##### ИСХОДНЫЙ ТЕКСТ #####

Не стоит тратить слов по поводу очевидной истины
-- все наркотики вредны.
Вопрос здесь не в том, вредно ли даже малое количество алкоголя, или вред
приносит только злоупотребление алкогольными напитками. То, что алкоголизм,
пристрастие к кокаину и морфию являются смертельными врагами жизни, здоровья и
способности к работе и наслаждениям, есть установленный факт; и утилитарист
должен, следовательно, считать их пороками. Но все это вовсе не означает, что
власти должны подавлять эти пороки, вводя торговые запреты. Также никоим образом
не очевидно, что такое вмешательство со стороны правительства действительно
способно подавить эти пристрастия или, даже если этот результат мог бы быть
достигнут, это еще не означало бы, что тотчас же не открылся бы ящик Пандоры и
оттуда не появились бы другие, не менее вредоносные, чем алкоголизм и морфинизм,
опасности.
Никто не мешает жить в воздержании или в умеренности тому, кто убежден, что
употребление или чрезмерное употребление этих отрав пагубно. Этот вопрос нельзя
рассматривать исключительно в отношении алкоголизма, пристрастия к морфию и
кокаину и т.д., которые всеми здравомыслящими людьми признаются злом. Дело здесь
в другом: если большинству граждан, в принципе, дано право навязывать свой образ
жизни меньшинству, то невозможно ограничиться запретами потребления алкоголя,
морфия, кокаина и подобных ядов. Разве то, что правильно в отношении этих ядов,
не должно быть правильно также и для никотина, кофеина и других подобных
веществ? Почему бы государству вообще не начать предписывать, какую пищу можно
потреблять, а какой следует избегать, потому что она вредна? В спорте, например,
также многие люди склонны делать больше, чем им позволяют силы. Почему бы
государству не вмешаться и сюда? Немногие знают, как быть умеренными в
сексуальной жизни, и, по-видимому, стареющим людям особенно трудно понять, что
вообще следовало бы перестать предаваться подобным удовольствиям или, по крайней
мере, заниматься этим в меру. Не должно ли государство вмешаться и сюда?
Еще более вредным, чем все эти удовольствия, скажут многие, является чтение
порочной литературы. Следует ли позволять прессе, потворствующей самым низменным
инстинктам, развращать душу? Не стоит ли запретить показ порнографических
картинок, неприличных пьес, короче, всех приманок безнравственности? И не
является ли распространение ложных социологических учений столь же вредным для
людей и народов? Следует ли разрешать подстрекать к гражданской войне и к войнам
против других стран? И следует ли разрешать непристойным памфлетам и богохульным
речам подрывать уважение к Богу и Церкви?

##### СОХРАНЁННЫЕ ЗАПИСИ #####

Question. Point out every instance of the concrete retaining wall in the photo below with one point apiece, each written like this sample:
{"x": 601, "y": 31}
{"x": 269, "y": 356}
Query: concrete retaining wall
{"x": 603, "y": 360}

#####
##### СОХРАНЁННЫЕ ЗАПИСИ #####

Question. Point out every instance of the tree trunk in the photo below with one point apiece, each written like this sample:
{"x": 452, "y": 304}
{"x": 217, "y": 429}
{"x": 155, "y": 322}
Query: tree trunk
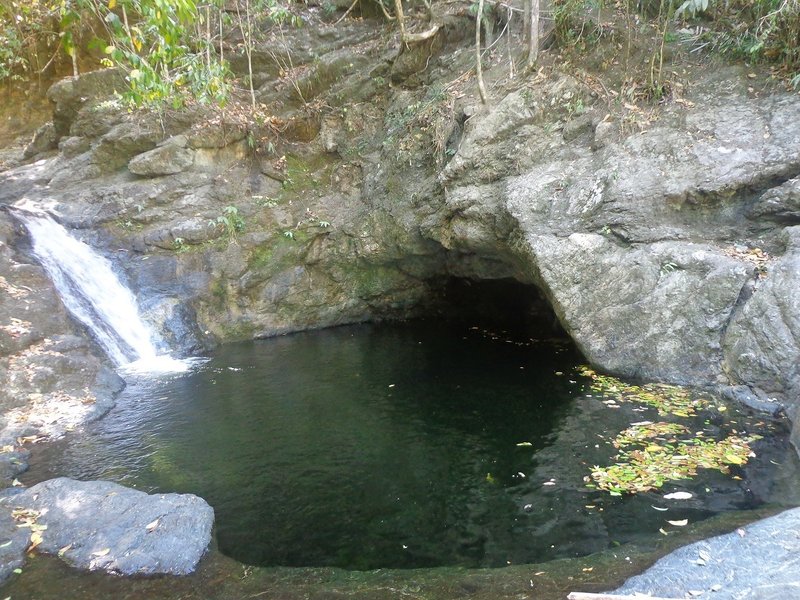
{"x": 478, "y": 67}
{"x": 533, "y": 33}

#####

* _ЧТО НУЖНО СДЕЛАТЬ_
1. Ответьте по тексту о государственных запретах на три вопроса:
(a) Какие пристрастия названы смертельными врагами жизни, здоровья и способности к работе и наслаждениям?
(b) Какие два вещества упомянуты в вопросе о том, не должно ли правильное в отношении ядов быть правильным и для них?
(c) Что, по словам многих, является еще более вредным, чем все эти удовольствия?
2. Определите, согласуется ли каждое утверждение с текстом о государственных запретах. Ответьте «да» или «нет» и приведите решающие слова текста.
(a) В тексте сказано, что способность правительства подавить эти пристрастия своим вмешательством очевидна.
(b) По тексту, утилитарист должен считать алкоголизм и пристрастие к кокаину и морфию пороками.
(c) Текст утверждает, что стареющим людям особенно легко понять необходимость меры в сексуальной жизни.

* _ОТВЕТЫ ПО ЗАДАНИЯМ_
1.
(a) Алкоголизм и пристрастие к кокаину и морфию.
(b) Никотин и кофеин.
(c) Чтение порочной литературы.

2.
(a) Нет: «Также никоим образом не очевидно, что такое вмешательство со стороны правительства действительно способно подавить эти пристрастия».
(b) Да: «и утилитарист должен, следовательно, считать их пороками».
(c) Нет: «по-видимому, стареющим людям особенно трудно понять».